### Requirements:
Count the lines of the listing below that contain the string "hand". Give only the number.
>> start Entries
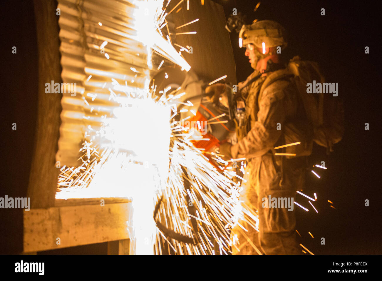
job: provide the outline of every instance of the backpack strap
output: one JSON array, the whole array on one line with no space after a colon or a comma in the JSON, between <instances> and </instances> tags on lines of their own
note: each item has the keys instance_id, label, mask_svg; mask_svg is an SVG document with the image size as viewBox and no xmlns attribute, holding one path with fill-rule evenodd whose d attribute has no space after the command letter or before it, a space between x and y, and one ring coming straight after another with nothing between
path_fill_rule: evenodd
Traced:
<instances>
[{"instance_id":1,"label":"backpack strap","mask_svg":"<svg viewBox=\"0 0 382 281\"><path fill-rule=\"evenodd\" d=\"M276 70L268 76L263 83L260 88L260 91L257 97L257 102L260 100L262 95L263 92L265 88L274 82L279 80L285 79L290 77L293 77L295 75L291 73L288 69L280 69Z\"/></svg>"}]
</instances>

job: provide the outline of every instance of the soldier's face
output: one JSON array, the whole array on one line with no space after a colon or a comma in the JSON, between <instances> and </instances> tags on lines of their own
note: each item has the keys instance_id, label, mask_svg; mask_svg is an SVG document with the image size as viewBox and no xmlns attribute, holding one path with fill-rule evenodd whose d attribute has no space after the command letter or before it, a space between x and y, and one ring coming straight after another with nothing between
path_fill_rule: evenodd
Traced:
<instances>
[{"instance_id":1,"label":"soldier's face","mask_svg":"<svg viewBox=\"0 0 382 281\"><path fill-rule=\"evenodd\" d=\"M255 49L254 48L252 50L249 48L247 48L244 54L246 57L248 57L251 66L254 69L256 69L256 66L257 64L257 62L259 61L259 58L255 52Z\"/></svg>"}]
</instances>

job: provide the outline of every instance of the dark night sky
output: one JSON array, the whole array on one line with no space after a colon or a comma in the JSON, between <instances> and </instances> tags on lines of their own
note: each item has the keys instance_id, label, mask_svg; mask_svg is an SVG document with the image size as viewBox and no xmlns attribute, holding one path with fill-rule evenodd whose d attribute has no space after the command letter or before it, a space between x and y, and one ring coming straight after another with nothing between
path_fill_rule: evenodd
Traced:
<instances>
[{"instance_id":1,"label":"dark night sky","mask_svg":"<svg viewBox=\"0 0 382 281\"><path fill-rule=\"evenodd\" d=\"M247 15L248 23L255 18L279 22L289 34L285 56L291 58L298 55L317 62L327 81L339 83L339 95L345 103L345 132L330 155L317 146L311 157L312 164L324 161L328 169L320 171L319 180L308 175L304 191L317 193L319 213L297 210L301 242L316 254L382 253L380 9L371 3L374 1L263 1L254 13L257 1L215 2L223 5L227 16L233 8ZM2 131L10 135L4 140L2 149L5 167L1 169L4 174L0 196L25 196L34 144L38 78L34 15L31 1L20 3L8 1L2 9L5 12L2 16L2 37L5 39L2 44L2 84L3 96L6 98ZM322 8L324 16L320 15ZM244 49L238 48L237 34L231 34L231 39L238 81L241 81L253 70ZM16 58L9 50L13 45L20 46ZM366 46L370 48L368 54L364 53ZM17 122L18 130L10 132L13 122ZM369 131L364 130L367 122ZM299 198L302 200L297 197L296 200ZM364 206L366 199L369 207ZM329 207L328 200L337 210ZM22 239L22 212L1 212L6 222L0 224L0 253L5 249L17 252ZM321 237L325 238L324 245L320 244Z\"/></svg>"}]
</instances>

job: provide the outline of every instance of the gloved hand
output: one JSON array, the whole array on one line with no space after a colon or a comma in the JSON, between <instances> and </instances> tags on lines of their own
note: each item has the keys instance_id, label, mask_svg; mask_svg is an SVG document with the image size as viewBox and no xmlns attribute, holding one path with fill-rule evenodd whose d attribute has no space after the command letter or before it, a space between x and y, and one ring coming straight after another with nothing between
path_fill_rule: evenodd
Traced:
<instances>
[{"instance_id":1,"label":"gloved hand","mask_svg":"<svg viewBox=\"0 0 382 281\"><path fill-rule=\"evenodd\" d=\"M217 104L219 98L225 92L225 84L222 83L215 83L206 88L206 93L211 97L211 101L215 104Z\"/></svg>"},{"instance_id":2,"label":"gloved hand","mask_svg":"<svg viewBox=\"0 0 382 281\"><path fill-rule=\"evenodd\" d=\"M219 154L224 155L220 156L222 159L227 161L232 158L232 154L231 154L231 147L232 146L232 145L230 143L225 143L220 146L219 148Z\"/></svg>"}]
</instances>

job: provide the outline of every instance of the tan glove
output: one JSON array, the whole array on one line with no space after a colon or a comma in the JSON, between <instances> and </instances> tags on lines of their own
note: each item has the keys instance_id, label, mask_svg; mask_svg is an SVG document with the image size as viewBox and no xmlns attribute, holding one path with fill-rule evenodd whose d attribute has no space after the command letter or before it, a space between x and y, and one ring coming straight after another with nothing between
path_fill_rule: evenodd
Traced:
<instances>
[{"instance_id":1,"label":"tan glove","mask_svg":"<svg viewBox=\"0 0 382 281\"><path fill-rule=\"evenodd\" d=\"M215 104L219 102L222 94L225 92L225 84L216 83L206 88L206 93L211 97L211 101Z\"/></svg>"}]
</instances>

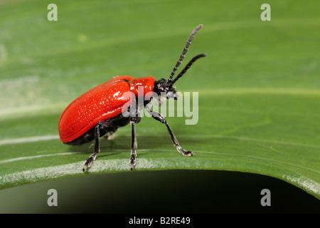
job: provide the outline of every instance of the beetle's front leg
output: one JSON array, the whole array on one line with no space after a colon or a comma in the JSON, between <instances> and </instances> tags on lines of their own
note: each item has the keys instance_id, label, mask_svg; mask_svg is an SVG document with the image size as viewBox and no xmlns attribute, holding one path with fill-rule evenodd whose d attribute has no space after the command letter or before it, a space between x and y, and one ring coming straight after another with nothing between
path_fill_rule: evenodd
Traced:
<instances>
[{"instance_id":1,"label":"beetle's front leg","mask_svg":"<svg viewBox=\"0 0 320 228\"><path fill-rule=\"evenodd\" d=\"M137 152L136 149L137 147L137 135L136 135L136 126L135 123L139 123L138 118L136 117L132 117L130 118L130 124L132 127L132 140L131 140L131 157L130 160L129 160L129 165L131 166L131 170L133 170L134 166L136 165L136 157L137 157Z\"/></svg>"},{"instance_id":2,"label":"beetle's front leg","mask_svg":"<svg viewBox=\"0 0 320 228\"><path fill-rule=\"evenodd\" d=\"M172 142L174 142L174 145L176 147L176 150L178 150L178 152L182 153L182 155L184 156L193 155L193 153L191 151L186 151L186 150L184 150L183 148L182 148L180 146L179 142L176 140L176 136L174 136L174 133L172 132L171 129L170 128L170 127L169 127L168 123L166 122L166 119L164 118L164 117L160 113L151 111L150 110L151 105L151 102L147 103L145 106L146 110L148 111L148 113L149 113L152 115L154 119L155 119L158 121L160 121L161 123L164 123L166 125L166 129L168 130L168 132L170 135Z\"/></svg>"},{"instance_id":3,"label":"beetle's front leg","mask_svg":"<svg viewBox=\"0 0 320 228\"><path fill-rule=\"evenodd\" d=\"M92 162L95 160L97 154L100 152L100 148L99 145L99 139L100 138L100 127L101 122L98 122L95 128L95 152L89 157L83 165L82 171L85 172L87 168L90 168Z\"/></svg>"}]
</instances>

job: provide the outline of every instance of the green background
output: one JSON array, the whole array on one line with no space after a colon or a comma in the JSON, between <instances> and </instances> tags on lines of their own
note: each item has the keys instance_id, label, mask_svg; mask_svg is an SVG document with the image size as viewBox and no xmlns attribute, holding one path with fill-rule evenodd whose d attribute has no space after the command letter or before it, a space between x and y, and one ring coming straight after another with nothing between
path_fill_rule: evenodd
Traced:
<instances>
[{"instance_id":1,"label":"green background","mask_svg":"<svg viewBox=\"0 0 320 228\"><path fill-rule=\"evenodd\" d=\"M53 2L0 1L0 188L7 188L0 190L1 200L6 199L1 204L2 212L14 211L8 205L19 204L18 200L14 203L8 200L11 199L8 192L34 199L41 193L23 187L58 188L68 181L90 182L97 186L91 190L96 192L99 185L88 180L105 175L110 188L125 186L130 180L128 195L132 187L144 185L145 190L152 192L145 195L146 199L151 199L162 193L160 187L151 187L157 186L157 178L181 178L181 171L172 170L240 171L276 177L304 190L301 192L319 206L316 1L268 1L271 21L260 19L260 6L266 3L262 1L55 1L58 21L47 19L50 3ZM81 166L92 148L90 143L70 147L60 142L57 125L63 109L86 90L117 75L168 78L188 36L199 24L203 28L183 65L196 54L208 56L175 85L181 92L198 92L198 123L186 125L187 118L167 118L181 145L194 157L179 155L165 126L144 118L137 125L138 160L134 173L127 165L129 126L120 129L112 142L102 139L102 152L90 170L92 175L82 173ZM166 171L149 171L163 170ZM213 190L219 184L213 178L195 187L192 183L202 180L199 172L184 171L193 191L198 186ZM107 174L93 175L97 173ZM255 187L250 188L252 181L243 175L227 175L227 182L234 185L225 188L244 185L247 189L240 192L251 192ZM206 172L213 175L221 174ZM236 184L238 179L243 183ZM188 180L183 180L161 186L166 190L173 185L176 191L183 191ZM12 187L40 181L46 182ZM76 186L68 188L70 196L78 192ZM258 199L252 200L258 205L261 188L268 186L255 192ZM164 192L166 196L171 194ZM41 192L46 198L46 190ZM294 198L303 199L297 194ZM215 197L229 204L237 202L230 195ZM122 199L121 195L114 197ZM208 212L223 211L223 204L212 204L214 209Z\"/></svg>"}]
</instances>

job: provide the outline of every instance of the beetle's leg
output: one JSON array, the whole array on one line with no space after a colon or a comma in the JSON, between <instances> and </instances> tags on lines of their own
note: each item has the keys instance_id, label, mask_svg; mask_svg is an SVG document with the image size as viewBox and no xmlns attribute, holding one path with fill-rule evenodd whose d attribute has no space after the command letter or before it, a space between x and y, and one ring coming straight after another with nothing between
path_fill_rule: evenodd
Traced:
<instances>
[{"instance_id":1,"label":"beetle's leg","mask_svg":"<svg viewBox=\"0 0 320 228\"><path fill-rule=\"evenodd\" d=\"M133 170L134 166L136 165L136 157L137 157L136 149L137 147L137 143L135 123L139 123L137 120L138 120L137 118L135 117L131 118L130 120L130 124L132 127L132 140L131 140L132 150L130 160L129 160L129 165L131 166L131 170Z\"/></svg>"},{"instance_id":2,"label":"beetle's leg","mask_svg":"<svg viewBox=\"0 0 320 228\"><path fill-rule=\"evenodd\" d=\"M92 162L95 160L95 157L97 157L97 154L100 152L100 148L99 146L99 139L100 138L100 127L101 127L101 122L98 122L95 125L95 152L85 161L82 168L83 172L85 172L87 167L90 168L91 167Z\"/></svg>"},{"instance_id":3,"label":"beetle's leg","mask_svg":"<svg viewBox=\"0 0 320 228\"><path fill-rule=\"evenodd\" d=\"M174 133L172 132L171 129L170 128L170 127L169 127L168 123L166 122L166 119L164 118L164 117L161 113L158 113L151 111L150 110L151 105L151 102L149 103L148 104L146 104L145 106L146 110L148 111L148 113L149 113L152 115L154 119L155 119L158 121L160 121L161 123L164 123L166 125L166 129L168 130L170 137L171 138L172 142L174 142L174 145L176 147L178 152L182 153L182 155L183 155L184 156L193 155L193 153L191 151L186 151L186 150L184 150L179 145L179 142L176 140L176 136L174 136Z\"/></svg>"},{"instance_id":4,"label":"beetle's leg","mask_svg":"<svg viewBox=\"0 0 320 228\"><path fill-rule=\"evenodd\" d=\"M107 140L112 140L113 139L114 139L114 136L113 136L113 134L114 134L114 132L112 132L112 131L110 131L110 133L109 133L109 135L105 135L105 138Z\"/></svg>"}]
</instances>

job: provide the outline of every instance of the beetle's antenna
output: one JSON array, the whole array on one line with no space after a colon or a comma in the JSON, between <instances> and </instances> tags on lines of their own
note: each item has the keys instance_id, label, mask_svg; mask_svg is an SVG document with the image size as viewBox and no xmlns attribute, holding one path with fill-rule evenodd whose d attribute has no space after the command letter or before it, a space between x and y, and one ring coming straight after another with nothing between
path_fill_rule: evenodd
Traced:
<instances>
[{"instance_id":1,"label":"beetle's antenna","mask_svg":"<svg viewBox=\"0 0 320 228\"><path fill-rule=\"evenodd\" d=\"M188 69L191 66L191 65L193 64L194 62L196 62L197 59L202 57L206 57L206 56L207 56L206 54L199 54L192 58L192 59L184 67L183 70L182 70L181 72L179 73L179 74L176 77L176 78L174 79L174 81L171 83L170 83L170 85L174 85L178 81L178 79L181 78L182 76L186 72L186 71L188 71Z\"/></svg>"},{"instance_id":2,"label":"beetle's antenna","mask_svg":"<svg viewBox=\"0 0 320 228\"><path fill-rule=\"evenodd\" d=\"M203 26L202 24L199 24L196 28L193 29L191 34L190 34L189 38L188 39L186 46L183 48L183 51L182 51L181 55L180 56L179 59L178 60L178 62L176 63L176 66L174 68L174 70L171 72L171 74L170 75L169 78L168 79L168 83L171 84L172 81L172 78L174 76L174 73L176 73L176 71L178 69L180 65L181 65L181 62L183 60L186 53L188 52L188 48L190 46L190 44L191 44L191 41L194 38L194 36L196 33ZM192 63L191 63L192 64Z\"/></svg>"}]
</instances>

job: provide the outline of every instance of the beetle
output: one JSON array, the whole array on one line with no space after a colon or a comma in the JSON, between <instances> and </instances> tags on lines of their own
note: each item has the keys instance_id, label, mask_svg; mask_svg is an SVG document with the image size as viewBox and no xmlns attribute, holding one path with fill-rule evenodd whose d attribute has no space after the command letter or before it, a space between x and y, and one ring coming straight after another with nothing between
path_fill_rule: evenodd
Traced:
<instances>
[{"instance_id":1,"label":"beetle","mask_svg":"<svg viewBox=\"0 0 320 228\"><path fill-rule=\"evenodd\" d=\"M194 56L174 79L174 76L185 58L188 48L196 33L203 27L198 25L190 34L186 46L176 63L168 81L161 78L156 81L152 76L134 78L128 76L116 76L114 78L99 85L73 100L63 112L59 120L58 130L61 141L67 145L81 145L95 140L94 152L85 162L82 171L90 168L100 152L100 138L109 133L112 138L119 128L129 123L132 126L131 155L129 165L133 170L136 165L137 137L135 125L141 120L139 112L144 108L146 111L156 120L164 124L168 130L176 150L184 156L192 156L191 151L182 148L164 117L158 113L151 110L151 100L144 101L142 106L139 105L134 96L147 97L149 92L153 92L167 99L177 100L177 93L174 84L187 71L191 65L198 58L206 56L199 54ZM139 94L138 87L143 88L143 93ZM131 92L131 95L125 97L127 92ZM132 108L136 105L137 108ZM131 112L127 116L123 114L123 110ZM133 113L132 113L133 112ZM132 115L133 114L133 115Z\"/></svg>"}]
</instances>

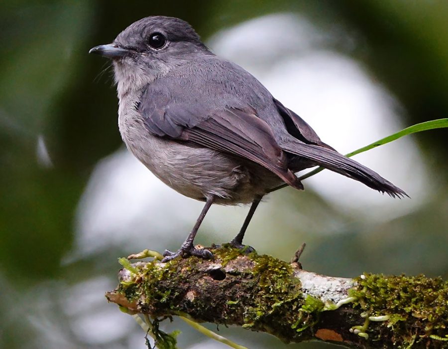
>> end Entries
### Task solution:
2